**Work to be completed**
Swap "closed umbrella" for "folded umbrella" in the rows from the line containing "Draw boxes around every hedge." through the end of the rows, both ends included. Write out those lines again with everything else unchanged.

(Detection examples)
+===+

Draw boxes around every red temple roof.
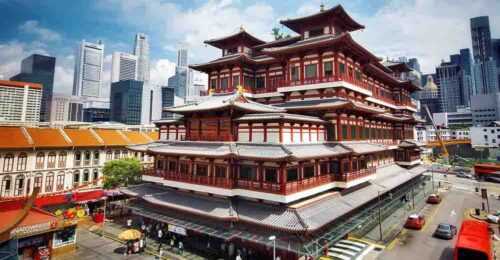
[204,28,265,49]
[280,5,365,33]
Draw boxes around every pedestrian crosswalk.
[327,239,373,260]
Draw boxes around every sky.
[0,0,500,94]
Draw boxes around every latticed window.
[3,153,14,172]
[17,153,28,171]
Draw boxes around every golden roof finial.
[236,85,245,95]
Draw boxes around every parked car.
[404,214,425,230]
[427,194,441,204]
[432,223,457,239]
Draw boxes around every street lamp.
[269,235,276,260]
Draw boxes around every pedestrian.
[127,218,132,228]
[179,241,184,255]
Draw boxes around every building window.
[45,172,54,192]
[106,151,113,161]
[339,62,345,74]
[210,79,217,89]
[0,176,12,197]
[73,171,80,187]
[92,169,99,183]
[232,76,240,88]
[303,165,314,179]
[168,161,177,172]
[75,151,82,166]
[56,172,64,191]
[83,151,91,166]
[83,169,90,184]
[215,165,227,178]
[17,153,28,171]
[286,167,299,182]
[239,165,257,181]
[47,152,57,168]
[264,168,278,183]
[57,152,67,168]
[196,163,208,176]
[323,61,333,77]
[306,64,317,79]
[290,66,300,81]
[255,76,266,89]
[94,151,100,165]
[14,175,24,196]
[220,77,229,89]
[33,173,43,192]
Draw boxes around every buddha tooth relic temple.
[122,5,426,259]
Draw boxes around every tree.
[102,158,142,189]
[271,27,290,40]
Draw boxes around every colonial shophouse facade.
[123,6,422,259]
[0,126,158,199]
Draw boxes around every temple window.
[290,66,300,81]
[210,79,217,89]
[286,167,299,182]
[255,76,266,89]
[303,165,314,179]
[339,62,345,74]
[264,168,278,183]
[215,165,227,178]
[239,165,257,181]
[196,163,208,176]
[220,77,229,89]
[323,61,333,77]
[306,64,317,79]
[231,76,240,88]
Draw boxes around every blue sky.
[0,0,500,95]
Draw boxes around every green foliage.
[271,27,291,40]
[102,158,142,189]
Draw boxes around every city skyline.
[0,0,500,93]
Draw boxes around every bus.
[453,220,493,260]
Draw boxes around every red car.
[427,194,441,204]
[404,214,425,230]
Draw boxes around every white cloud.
[354,0,500,72]
[19,20,61,42]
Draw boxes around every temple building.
[122,5,425,259]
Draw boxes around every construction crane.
[424,105,450,162]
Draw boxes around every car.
[404,214,425,230]
[427,194,441,204]
[432,223,457,239]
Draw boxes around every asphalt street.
[378,174,500,260]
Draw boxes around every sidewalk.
[81,219,205,260]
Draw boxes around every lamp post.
[269,235,276,260]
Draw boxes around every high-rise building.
[470,16,500,94]
[111,52,137,82]
[177,49,188,67]
[11,54,56,122]
[161,86,175,119]
[134,33,149,81]
[0,80,43,122]
[73,41,104,97]
[470,16,492,62]
[110,80,144,125]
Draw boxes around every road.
[378,174,500,260]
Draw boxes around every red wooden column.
[278,162,286,194]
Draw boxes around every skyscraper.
[470,16,491,62]
[470,16,500,94]
[111,52,137,82]
[73,40,104,97]
[11,54,56,122]
[134,33,149,81]
[110,80,144,125]
[177,49,188,67]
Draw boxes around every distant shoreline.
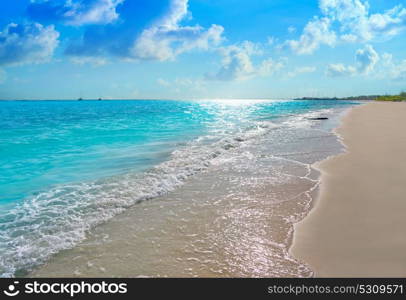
[293,95,381,101]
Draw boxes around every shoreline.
[289,102,406,277]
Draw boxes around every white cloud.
[0,23,59,65]
[70,56,107,67]
[287,67,317,78]
[320,0,406,42]
[28,0,124,26]
[286,17,336,54]
[288,26,296,33]
[326,45,379,77]
[206,41,284,81]
[131,0,224,61]
[380,53,406,81]
[0,69,7,84]
[356,45,379,74]
[390,59,406,80]
[326,64,357,77]
[64,0,124,26]
[157,78,171,87]
[285,0,406,54]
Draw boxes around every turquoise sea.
[0,100,356,277]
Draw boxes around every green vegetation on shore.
[376,92,406,102]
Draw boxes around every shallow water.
[0,100,354,276]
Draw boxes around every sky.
[0,0,406,100]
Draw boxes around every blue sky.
[0,0,406,99]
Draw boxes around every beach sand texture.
[290,103,406,277]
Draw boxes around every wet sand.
[290,103,406,277]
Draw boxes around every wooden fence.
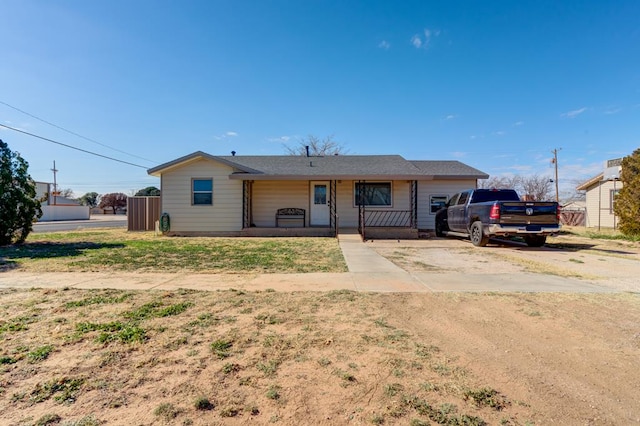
[127,197,160,231]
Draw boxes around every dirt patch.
[0,289,640,425]
[366,235,640,292]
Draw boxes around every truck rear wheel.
[469,220,489,247]
[524,235,547,247]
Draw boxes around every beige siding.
[585,181,622,228]
[418,179,476,229]
[162,160,242,232]
[252,181,309,227]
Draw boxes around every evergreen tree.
[614,148,640,236]
[0,139,42,246]
[78,192,100,208]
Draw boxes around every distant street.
[33,215,127,233]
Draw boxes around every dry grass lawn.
[0,289,640,425]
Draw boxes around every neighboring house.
[576,160,622,228]
[36,182,89,222]
[148,151,488,237]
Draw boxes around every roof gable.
[148,151,488,180]
[147,151,259,176]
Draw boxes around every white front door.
[309,182,329,226]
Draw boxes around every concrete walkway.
[0,233,616,293]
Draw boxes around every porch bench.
[276,207,306,228]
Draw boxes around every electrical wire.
[0,100,157,164]
[0,124,147,169]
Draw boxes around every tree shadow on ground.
[491,237,636,255]
[0,241,124,272]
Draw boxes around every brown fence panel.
[127,197,160,231]
[560,210,586,226]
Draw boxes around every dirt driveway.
[366,235,640,292]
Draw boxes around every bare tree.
[98,192,127,214]
[478,174,555,201]
[478,175,522,191]
[58,188,73,198]
[285,135,347,156]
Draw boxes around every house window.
[609,189,620,214]
[353,182,391,207]
[429,195,447,214]
[191,178,213,206]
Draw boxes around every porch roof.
[148,151,488,180]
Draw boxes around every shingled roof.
[148,151,488,180]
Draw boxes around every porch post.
[329,180,338,237]
[356,180,366,240]
[242,180,253,229]
[410,180,418,229]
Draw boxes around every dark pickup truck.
[436,189,561,247]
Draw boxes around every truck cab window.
[457,192,469,205]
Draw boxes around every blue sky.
[0,0,640,200]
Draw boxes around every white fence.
[38,206,89,222]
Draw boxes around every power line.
[0,100,157,164]
[0,124,147,169]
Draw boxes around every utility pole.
[551,148,562,203]
[51,160,58,206]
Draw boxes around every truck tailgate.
[500,201,558,225]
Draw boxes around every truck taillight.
[489,204,500,220]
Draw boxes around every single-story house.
[148,151,488,238]
[576,173,622,228]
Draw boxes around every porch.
[240,180,418,240]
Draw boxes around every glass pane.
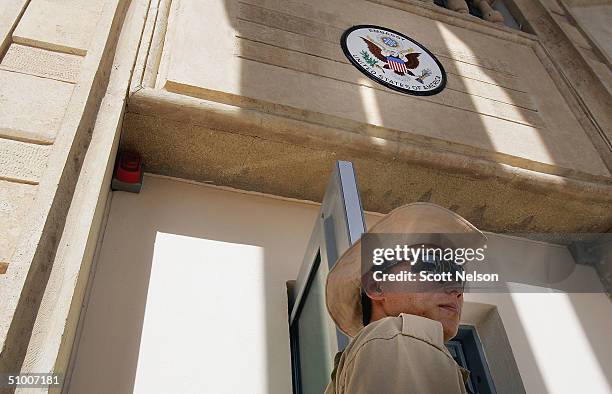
[297,258,337,394]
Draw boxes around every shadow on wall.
[70,176,318,393]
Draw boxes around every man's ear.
[362,275,385,301]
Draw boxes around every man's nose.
[446,289,463,298]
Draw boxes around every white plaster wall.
[69,176,612,394]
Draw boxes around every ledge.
[122,89,612,232]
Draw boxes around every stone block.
[0,70,74,143]
[0,43,83,83]
[0,138,52,184]
[13,0,104,55]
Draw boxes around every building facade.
[0,0,612,393]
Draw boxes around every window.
[446,325,496,394]
[434,0,522,30]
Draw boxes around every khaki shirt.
[325,313,469,394]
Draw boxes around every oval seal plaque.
[341,25,446,96]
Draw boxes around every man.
[326,203,486,394]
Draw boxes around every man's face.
[381,291,463,341]
[377,264,463,341]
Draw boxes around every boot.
[474,0,504,24]
[446,0,470,14]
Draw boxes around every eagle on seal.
[361,37,420,77]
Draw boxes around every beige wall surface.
[156,0,609,176]
[69,175,612,394]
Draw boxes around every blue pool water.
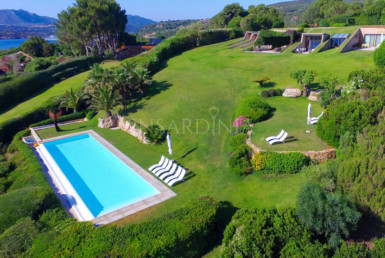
[44,134,159,217]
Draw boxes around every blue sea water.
[0,38,56,50]
[44,134,159,217]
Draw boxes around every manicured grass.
[0,61,119,123]
[35,39,373,224]
[251,97,328,151]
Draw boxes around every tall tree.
[56,0,127,57]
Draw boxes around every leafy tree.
[290,70,317,97]
[90,85,120,117]
[55,0,127,57]
[297,182,361,248]
[21,36,55,57]
[60,88,87,113]
[337,113,385,220]
[373,42,385,68]
[134,66,152,95]
[221,209,327,257]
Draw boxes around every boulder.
[308,90,321,101]
[282,88,302,98]
[98,115,118,128]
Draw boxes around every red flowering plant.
[232,115,250,135]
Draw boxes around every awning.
[331,34,350,39]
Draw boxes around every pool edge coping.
[41,130,177,225]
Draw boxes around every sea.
[0,37,57,50]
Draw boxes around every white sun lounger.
[151,158,171,174]
[310,112,324,125]
[266,132,289,145]
[165,169,186,186]
[154,160,174,176]
[159,163,181,180]
[148,155,166,172]
[266,130,285,142]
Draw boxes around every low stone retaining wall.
[246,130,336,163]
[98,115,150,144]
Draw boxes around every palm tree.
[134,67,152,95]
[60,88,88,113]
[90,85,120,117]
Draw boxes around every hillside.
[0,9,56,26]
[126,14,156,33]
[137,19,209,39]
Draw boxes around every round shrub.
[237,97,270,123]
[144,125,165,144]
[251,152,267,171]
[373,42,385,68]
[265,152,310,174]
[229,133,247,150]
[229,144,253,176]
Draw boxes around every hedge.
[317,97,385,148]
[123,29,243,74]
[0,98,85,143]
[252,152,310,174]
[0,57,94,111]
[28,198,218,257]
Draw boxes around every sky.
[0,0,285,21]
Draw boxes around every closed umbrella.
[167,133,172,155]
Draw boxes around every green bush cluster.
[261,89,284,98]
[0,57,94,111]
[229,133,247,151]
[127,29,242,74]
[236,97,271,123]
[28,198,218,257]
[253,152,310,174]
[24,58,52,73]
[254,30,295,48]
[229,144,253,176]
[297,182,361,248]
[373,42,385,68]
[317,97,385,148]
[221,209,329,257]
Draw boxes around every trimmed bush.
[255,152,310,174]
[373,42,385,68]
[236,97,270,123]
[28,198,218,257]
[0,218,39,257]
[229,133,247,151]
[229,144,253,176]
[144,125,166,144]
[317,97,385,148]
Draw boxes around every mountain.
[126,14,156,33]
[0,10,56,26]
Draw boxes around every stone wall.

+===+

**Reply to the exercise**
Draw boxes around every hedge.
[317,97,385,148]
[123,29,243,74]
[0,98,85,143]
[252,152,310,174]
[0,57,94,111]
[28,198,218,257]
Draw boxes around every sky.
[0,0,285,21]
Draw boxes around every folded umbrella.
[167,133,172,155]
Draw boxes around every green bush cluster.
[261,89,284,98]
[0,57,94,111]
[229,133,247,151]
[127,29,242,74]
[236,97,271,123]
[28,198,218,257]
[253,152,310,174]
[24,58,52,73]
[254,30,295,48]
[229,144,253,176]
[297,182,361,248]
[373,42,385,68]
[317,97,385,148]
[221,209,329,257]
Draw boxes around every trimmed bush.
[255,152,310,174]
[373,42,385,68]
[236,97,270,123]
[28,198,218,257]
[0,218,39,257]
[229,133,247,151]
[229,144,253,176]
[144,125,166,144]
[317,97,385,148]
Draw boxes around every mountain.
[126,14,156,33]
[0,10,56,26]
Draw boxes around every stone wall.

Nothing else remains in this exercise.